## EXERCISE INSTRUCTIONS
Return, unchanged, the lines of the items starting at the line that contains "of the flat-topped" and ending at the final line of the items, with both of those lines included.
****************
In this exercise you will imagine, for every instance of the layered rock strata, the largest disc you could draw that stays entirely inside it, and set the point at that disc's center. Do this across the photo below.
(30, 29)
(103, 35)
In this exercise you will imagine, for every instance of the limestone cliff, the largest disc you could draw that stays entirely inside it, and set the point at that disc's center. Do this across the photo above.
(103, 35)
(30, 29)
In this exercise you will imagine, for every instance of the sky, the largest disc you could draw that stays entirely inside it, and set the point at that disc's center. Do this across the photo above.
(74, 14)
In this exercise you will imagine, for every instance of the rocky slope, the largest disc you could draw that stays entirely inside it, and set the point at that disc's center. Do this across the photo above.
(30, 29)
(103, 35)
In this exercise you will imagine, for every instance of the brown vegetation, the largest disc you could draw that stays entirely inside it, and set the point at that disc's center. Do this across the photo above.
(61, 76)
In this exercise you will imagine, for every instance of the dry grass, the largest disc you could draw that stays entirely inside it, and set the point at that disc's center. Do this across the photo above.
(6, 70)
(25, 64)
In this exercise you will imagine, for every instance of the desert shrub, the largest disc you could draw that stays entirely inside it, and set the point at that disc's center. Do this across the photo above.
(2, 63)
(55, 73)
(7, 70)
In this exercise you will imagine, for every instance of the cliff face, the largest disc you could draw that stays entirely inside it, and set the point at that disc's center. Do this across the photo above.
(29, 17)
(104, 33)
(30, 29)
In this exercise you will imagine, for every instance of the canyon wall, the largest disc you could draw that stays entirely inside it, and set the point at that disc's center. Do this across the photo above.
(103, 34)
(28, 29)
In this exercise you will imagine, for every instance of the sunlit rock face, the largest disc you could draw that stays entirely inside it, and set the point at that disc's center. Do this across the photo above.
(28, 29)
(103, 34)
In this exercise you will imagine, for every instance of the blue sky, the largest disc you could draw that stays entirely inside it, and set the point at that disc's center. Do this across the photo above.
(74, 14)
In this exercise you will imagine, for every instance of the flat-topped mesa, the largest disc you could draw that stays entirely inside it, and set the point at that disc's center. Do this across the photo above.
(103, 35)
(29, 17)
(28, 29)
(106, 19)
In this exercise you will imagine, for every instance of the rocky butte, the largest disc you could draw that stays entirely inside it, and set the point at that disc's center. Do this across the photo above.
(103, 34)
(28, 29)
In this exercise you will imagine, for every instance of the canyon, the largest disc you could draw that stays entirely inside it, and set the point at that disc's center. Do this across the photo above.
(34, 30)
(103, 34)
****************
## WRITTEN ANSWER
In this exercise you will imagine, for every instance of the flat-topped mesa, the largest disc you could draw that stays entirely inside it, and set the point at that disc's center. Do this across the photo above.
(103, 35)
(29, 17)
(28, 29)
(106, 19)
In this exercise you will imagine, for every instance of the rocky butte, the largest disc you could draw that stays entirely inside it, and set the point at that disc's center. Do this across the photo above.
(103, 34)
(28, 29)
In this exercise you will imagine, for every instance of the canyon, the largest disc you could draw that stays entirely inside it, and set the point at that disc's center. Do this across the photo above.
(34, 30)
(103, 34)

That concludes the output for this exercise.